(A block of data)
►

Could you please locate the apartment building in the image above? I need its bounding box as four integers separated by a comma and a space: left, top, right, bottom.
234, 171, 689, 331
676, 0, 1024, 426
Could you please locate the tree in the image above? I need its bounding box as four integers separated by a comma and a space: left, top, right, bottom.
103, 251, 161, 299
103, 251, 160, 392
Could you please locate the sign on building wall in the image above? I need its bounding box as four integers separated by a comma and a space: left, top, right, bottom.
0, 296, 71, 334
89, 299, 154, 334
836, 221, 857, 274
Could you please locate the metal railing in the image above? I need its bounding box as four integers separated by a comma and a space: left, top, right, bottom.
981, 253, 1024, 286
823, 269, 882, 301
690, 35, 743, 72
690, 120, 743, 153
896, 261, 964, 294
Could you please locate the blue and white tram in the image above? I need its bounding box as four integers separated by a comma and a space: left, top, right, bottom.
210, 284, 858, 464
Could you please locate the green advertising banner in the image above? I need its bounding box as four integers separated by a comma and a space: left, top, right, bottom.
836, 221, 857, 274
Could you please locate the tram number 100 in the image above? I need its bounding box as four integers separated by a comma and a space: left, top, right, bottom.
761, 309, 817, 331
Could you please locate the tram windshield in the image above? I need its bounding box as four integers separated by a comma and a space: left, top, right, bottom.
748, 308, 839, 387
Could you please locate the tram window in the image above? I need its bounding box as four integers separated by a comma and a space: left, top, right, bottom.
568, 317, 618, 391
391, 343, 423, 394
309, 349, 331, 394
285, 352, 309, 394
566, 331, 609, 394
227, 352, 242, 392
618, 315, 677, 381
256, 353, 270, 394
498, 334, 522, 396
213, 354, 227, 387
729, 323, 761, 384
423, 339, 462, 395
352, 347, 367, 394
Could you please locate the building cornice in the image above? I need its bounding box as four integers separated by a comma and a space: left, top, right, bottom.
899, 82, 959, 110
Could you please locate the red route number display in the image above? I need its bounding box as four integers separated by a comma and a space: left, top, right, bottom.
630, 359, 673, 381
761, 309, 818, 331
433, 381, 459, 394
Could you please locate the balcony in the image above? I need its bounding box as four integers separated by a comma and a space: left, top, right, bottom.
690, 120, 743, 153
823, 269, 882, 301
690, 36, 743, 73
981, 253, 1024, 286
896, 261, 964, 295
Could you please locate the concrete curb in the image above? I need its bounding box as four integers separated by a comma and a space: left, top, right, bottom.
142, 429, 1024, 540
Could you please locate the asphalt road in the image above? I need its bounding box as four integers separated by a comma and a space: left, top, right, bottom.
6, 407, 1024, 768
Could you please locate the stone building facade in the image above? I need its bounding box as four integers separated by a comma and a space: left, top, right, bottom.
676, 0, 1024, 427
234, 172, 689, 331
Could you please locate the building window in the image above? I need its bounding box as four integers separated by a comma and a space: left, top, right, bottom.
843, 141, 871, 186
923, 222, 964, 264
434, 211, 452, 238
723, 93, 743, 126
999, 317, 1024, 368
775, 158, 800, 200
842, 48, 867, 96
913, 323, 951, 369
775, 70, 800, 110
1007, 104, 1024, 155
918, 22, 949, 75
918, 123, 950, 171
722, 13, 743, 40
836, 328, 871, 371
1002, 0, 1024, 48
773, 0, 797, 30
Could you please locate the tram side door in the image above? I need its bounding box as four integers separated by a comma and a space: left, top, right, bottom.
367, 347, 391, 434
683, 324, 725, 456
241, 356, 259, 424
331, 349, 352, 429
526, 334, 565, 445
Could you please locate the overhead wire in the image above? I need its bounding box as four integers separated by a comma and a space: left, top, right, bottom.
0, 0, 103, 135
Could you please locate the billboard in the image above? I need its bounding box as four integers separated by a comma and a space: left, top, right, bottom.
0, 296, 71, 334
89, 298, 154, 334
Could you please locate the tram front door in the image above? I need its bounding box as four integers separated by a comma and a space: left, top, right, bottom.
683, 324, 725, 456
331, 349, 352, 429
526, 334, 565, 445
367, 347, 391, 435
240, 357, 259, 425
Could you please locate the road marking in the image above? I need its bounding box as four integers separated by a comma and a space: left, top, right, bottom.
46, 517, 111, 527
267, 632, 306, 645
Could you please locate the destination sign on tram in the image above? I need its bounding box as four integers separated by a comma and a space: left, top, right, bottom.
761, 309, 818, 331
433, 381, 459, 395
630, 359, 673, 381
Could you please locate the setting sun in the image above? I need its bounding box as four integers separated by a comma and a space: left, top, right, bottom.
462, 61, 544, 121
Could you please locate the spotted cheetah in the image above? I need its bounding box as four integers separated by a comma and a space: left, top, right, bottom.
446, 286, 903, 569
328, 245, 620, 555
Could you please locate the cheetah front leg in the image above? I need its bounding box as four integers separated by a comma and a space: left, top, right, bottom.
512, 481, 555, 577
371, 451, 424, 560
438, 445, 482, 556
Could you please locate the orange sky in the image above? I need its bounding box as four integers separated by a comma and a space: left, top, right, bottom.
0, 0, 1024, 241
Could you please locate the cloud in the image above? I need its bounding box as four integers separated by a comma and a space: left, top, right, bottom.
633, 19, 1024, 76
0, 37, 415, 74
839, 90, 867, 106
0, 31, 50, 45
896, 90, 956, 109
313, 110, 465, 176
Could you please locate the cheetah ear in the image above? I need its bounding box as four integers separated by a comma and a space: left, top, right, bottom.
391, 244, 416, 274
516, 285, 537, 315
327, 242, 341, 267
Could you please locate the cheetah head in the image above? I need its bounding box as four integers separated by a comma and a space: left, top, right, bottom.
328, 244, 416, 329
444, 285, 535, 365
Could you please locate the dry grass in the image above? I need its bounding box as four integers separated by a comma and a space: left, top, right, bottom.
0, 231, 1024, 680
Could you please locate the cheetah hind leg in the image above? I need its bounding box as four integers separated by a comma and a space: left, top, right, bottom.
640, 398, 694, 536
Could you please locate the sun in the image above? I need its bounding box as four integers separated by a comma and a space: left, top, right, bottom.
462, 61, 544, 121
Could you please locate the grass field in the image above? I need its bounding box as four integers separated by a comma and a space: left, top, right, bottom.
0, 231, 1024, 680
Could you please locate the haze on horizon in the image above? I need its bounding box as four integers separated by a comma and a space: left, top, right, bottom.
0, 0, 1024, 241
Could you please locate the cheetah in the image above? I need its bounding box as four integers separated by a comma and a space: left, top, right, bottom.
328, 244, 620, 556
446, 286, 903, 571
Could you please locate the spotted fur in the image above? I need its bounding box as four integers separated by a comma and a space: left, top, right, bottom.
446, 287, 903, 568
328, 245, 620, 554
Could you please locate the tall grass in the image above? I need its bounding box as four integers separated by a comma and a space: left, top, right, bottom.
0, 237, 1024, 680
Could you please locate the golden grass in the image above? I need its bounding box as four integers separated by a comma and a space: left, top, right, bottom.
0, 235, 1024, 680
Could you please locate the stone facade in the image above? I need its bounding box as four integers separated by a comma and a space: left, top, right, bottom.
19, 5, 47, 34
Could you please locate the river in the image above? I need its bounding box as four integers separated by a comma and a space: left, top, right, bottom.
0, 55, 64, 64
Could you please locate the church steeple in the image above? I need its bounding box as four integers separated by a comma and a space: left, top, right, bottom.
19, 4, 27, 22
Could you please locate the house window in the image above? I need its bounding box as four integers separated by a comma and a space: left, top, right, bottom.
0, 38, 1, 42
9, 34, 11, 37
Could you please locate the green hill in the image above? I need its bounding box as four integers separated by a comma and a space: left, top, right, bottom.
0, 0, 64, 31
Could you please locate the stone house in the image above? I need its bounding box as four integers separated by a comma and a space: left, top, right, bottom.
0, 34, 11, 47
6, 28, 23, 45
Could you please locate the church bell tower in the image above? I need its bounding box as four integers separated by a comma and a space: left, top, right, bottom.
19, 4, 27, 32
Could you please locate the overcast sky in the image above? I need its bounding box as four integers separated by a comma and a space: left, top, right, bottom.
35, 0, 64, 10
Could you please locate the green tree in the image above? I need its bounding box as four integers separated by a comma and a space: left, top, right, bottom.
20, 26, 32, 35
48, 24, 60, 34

◄
►

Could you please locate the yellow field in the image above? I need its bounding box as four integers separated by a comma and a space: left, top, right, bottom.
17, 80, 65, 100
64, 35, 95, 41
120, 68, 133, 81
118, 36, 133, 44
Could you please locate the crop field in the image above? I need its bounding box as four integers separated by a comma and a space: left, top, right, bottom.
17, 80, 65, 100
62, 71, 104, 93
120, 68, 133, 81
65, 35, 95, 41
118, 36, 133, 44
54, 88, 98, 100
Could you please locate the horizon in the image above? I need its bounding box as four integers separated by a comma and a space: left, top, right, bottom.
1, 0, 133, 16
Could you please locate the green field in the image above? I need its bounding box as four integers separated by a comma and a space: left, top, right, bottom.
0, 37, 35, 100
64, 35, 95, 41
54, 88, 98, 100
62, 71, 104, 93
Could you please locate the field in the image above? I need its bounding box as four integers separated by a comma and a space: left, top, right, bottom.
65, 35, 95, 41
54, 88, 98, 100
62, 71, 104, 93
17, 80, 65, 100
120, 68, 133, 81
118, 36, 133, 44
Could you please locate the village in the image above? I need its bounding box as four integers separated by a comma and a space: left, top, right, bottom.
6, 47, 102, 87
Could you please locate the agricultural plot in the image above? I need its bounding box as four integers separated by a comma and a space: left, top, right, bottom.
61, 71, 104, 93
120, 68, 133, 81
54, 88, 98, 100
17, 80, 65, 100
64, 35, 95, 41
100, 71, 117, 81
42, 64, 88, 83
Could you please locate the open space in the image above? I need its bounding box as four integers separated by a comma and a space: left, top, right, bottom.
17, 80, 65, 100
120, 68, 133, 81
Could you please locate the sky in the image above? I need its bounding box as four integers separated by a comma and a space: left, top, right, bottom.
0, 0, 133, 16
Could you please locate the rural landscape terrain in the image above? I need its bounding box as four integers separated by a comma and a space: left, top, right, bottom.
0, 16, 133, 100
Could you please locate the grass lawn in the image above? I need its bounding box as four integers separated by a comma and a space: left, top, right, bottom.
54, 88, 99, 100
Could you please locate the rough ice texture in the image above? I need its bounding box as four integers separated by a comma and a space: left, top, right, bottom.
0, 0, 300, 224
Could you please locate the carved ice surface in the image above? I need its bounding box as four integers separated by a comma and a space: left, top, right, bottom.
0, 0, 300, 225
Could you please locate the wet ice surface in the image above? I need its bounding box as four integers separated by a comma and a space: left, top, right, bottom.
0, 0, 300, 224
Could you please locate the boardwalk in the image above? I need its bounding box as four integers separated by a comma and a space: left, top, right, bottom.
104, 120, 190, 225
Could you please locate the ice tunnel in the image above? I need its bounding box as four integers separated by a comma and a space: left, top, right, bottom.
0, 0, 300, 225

◄

Edit the lines starting at the one containing "Could you please locate the green tree" and ending at the one containing "48, 24, 60, 34" so that "green tree" becomes "tall tree". Give only those lines and leave everything else in them unchanged.

Could you please locate the tall tree in the image above? I need its bounding box as four integers separated by a comma and a space: left, top, right, bottom.
20, 26, 32, 35
48, 24, 60, 34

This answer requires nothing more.